▸ **Task instructions**:
Repeat each entry as written and leave the images out of the copy.

───

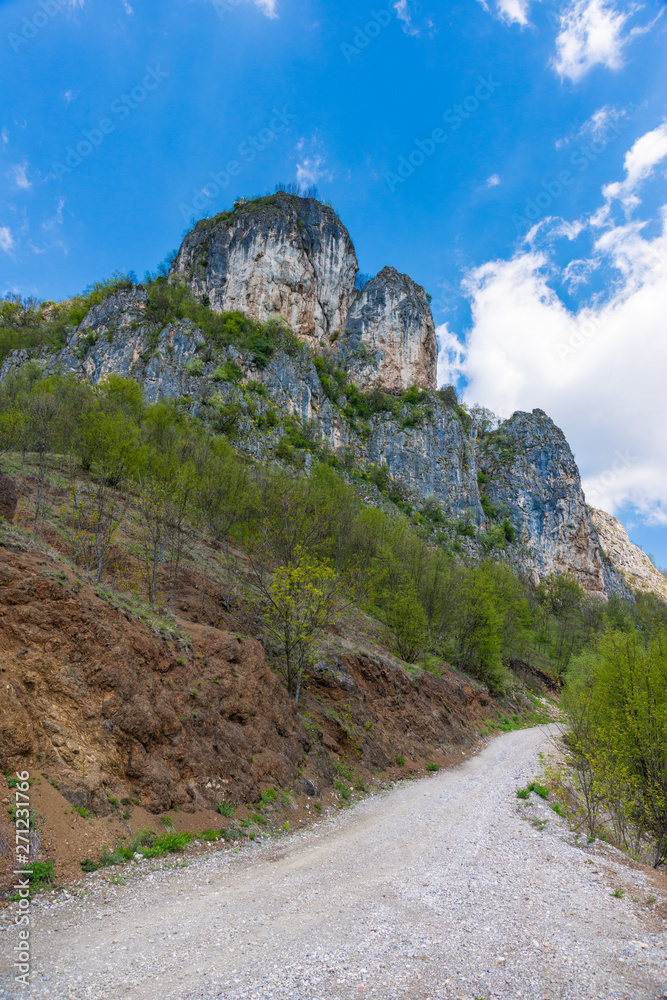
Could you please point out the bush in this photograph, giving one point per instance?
(407, 619)
(229, 372)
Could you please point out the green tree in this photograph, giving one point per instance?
(301, 601)
(407, 619)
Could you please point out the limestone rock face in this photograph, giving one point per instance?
(635, 567)
(282, 255)
(390, 337)
(533, 478)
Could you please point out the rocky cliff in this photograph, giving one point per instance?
(292, 257)
(528, 473)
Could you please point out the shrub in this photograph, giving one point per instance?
(407, 619)
(40, 873)
(195, 366)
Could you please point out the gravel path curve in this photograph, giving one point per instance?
(438, 888)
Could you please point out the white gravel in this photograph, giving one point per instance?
(440, 888)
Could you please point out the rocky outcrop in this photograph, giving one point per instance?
(8, 497)
(277, 256)
(634, 566)
(529, 475)
(390, 337)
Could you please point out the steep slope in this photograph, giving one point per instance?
(183, 714)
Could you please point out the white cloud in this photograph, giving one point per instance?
(6, 239)
(57, 219)
(649, 150)
(268, 7)
(597, 370)
(600, 121)
(451, 356)
(591, 34)
(511, 11)
(19, 175)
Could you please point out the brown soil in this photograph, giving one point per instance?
(97, 706)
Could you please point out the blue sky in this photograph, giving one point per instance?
(509, 155)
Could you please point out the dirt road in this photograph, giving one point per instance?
(439, 888)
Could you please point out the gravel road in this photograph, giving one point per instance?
(438, 888)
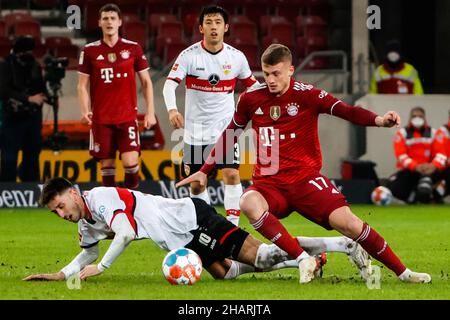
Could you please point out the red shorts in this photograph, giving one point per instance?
(314, 197)
(107, 139)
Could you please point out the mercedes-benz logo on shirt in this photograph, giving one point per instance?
(213, 79)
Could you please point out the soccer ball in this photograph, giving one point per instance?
(182, 266)
(381, 196)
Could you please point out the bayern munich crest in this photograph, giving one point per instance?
(125, 54)
(292, 109)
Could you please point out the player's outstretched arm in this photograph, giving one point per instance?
(389, 120)
(196, 177)
(59, 276)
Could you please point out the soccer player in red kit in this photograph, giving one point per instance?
(284, 114)
(107, 95)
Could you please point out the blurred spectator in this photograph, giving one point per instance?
(22, 91)
(420, 159)
(395, 76)
(443, 136)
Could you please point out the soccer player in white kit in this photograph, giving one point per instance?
(211, 69)
(125, 215)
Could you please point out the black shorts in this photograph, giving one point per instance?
(215, 238)
(195, 156)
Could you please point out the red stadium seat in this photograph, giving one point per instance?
(190, 21)
(2, 29)
(31, 28)
(12, 18)
(135, 31)
(172, 50)
(266, 21)
(155, 20)
(244, 30)
(250, 50)
(5, 47)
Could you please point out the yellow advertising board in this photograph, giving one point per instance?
(78, 166)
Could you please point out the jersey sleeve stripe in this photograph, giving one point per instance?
(331, 109)
(177, 80)
(130, 205)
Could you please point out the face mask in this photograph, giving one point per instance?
(393, 57)
(418, 122)
(25, 59)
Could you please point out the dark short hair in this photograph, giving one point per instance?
(212, 9)
(52, 188)
(276, 53)
(417, 109)
(110, 7)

───

▸ **Finished answer**:
Could you please point out the bush in this photograph, giving one point per instance?
(407, 619)
(229, 372)
Could you please point out the green tree in this photograph, giving one point per instance?
(301, 601)
(407, 619)
Could you please point out the limestone rock face in this photograph, giving one point per instance?
(635, 567)
(282, 255)
(390, 337)
(533, 478)
Could you please point out the rocky cliff in this photograph, giving one point per instance?
(292, 257)
(528, 473)
Could you please point out the shrub in this photograph, giving one point per instance?
(407, 619)
(40, 873)
(195, 366)
Could you please point out the gravel path curve in this photograph, giving one point per instance?
(438, 888)
Could you please point out the white gravel in this photograph, giving one point per instance?
(440, 888)
Could you please point out the rocky outcrop in this photograph, giving one point per instance?
(8, 497)
(277, 256)
(634, 566)
(529, 475)
(390, 337)
Could you please point out the steep slope in this photograph, giving one point per instance?
(183, 714)
Could you please point out the white cloud in this photograph, giving one point per instance?
(6, 239)
(57, 219)
(649, 150)
(268, 7)
(597, 370)
(600, 121)
(451, 356)
(591, 34)
(511, 11)
(19, 175)
Could you please point out the brown soil in this photograph, giving one point per instance?
(97, 706)
Could you please point out the blue sky in this photograph, giving one point per instance?
(509, 155)
Could you please point out the dirt road in this photograph, giving one point per instance?
(439, 888)
Could you please point out the gravel road in this photograph, giving one point per instance?
(438, 888)
Could you please point out the red shorts in this photograph, giving one point per instance?
(314, 197)
(107, 139)
Could you please point out the mercedes-benz logo on shirt in this photograph, giving one point per instance?
(213, 79)
Could you please point out the soccer ball in this photograph, giving one point per instance?
(182, 266)
(381, 196)
Could you please point out the bayern munich crest in this photograph, giving one point per instance?
(125, 54)
(292, 109)
Could you please point out the player's outstretched arm in this photograph, giving one point per instance?
(389, 120)
(196, 177)
(59, 276)
Could you please point out the soccer player in red kit in this photograph, giving one point per instance?
(284, 114)
(107, 95)
Could you please point out the blurred spectator in this photograph, giving one point per instance?
(22, 91)
(420, 159)
(395, 76)
(443, 136)
Could you please point out the soccer player in white kit in this photograph, giving one point per instance?
(211, 69)
(125, 215)
Could you please point out the black shorts in this photograph, giving one point per instance?
(215, 238)
(195, 156)
Could you please point out the red stadium seat in this photograph, giving one point per instance?
(190, 21)
(2, 29)
(31, 28)
(12, 18)
(135, 31)
(172, 50)
(266, 21)
(155, 20)
(244, 30)
(250, 50)
(5, 47)
Could you please point out the yellow advertising board in this photograph, giving one point per instance?
(78, 166)
Could you please point out the jersey sleeve stripe in this photograph, giving one point per instance?
(331, 109)
(177, 80)
(130, 205)
Could you please point out the face mask in this photograph, giving one point per instance?
(393, 57)
(418, 122)
(25, 59)
Could you please point out the dark short hair in this photograph, giving one point per instance?
(212, 9)
(52, 188)
(276, 53)
(417, 109)
(110, 7)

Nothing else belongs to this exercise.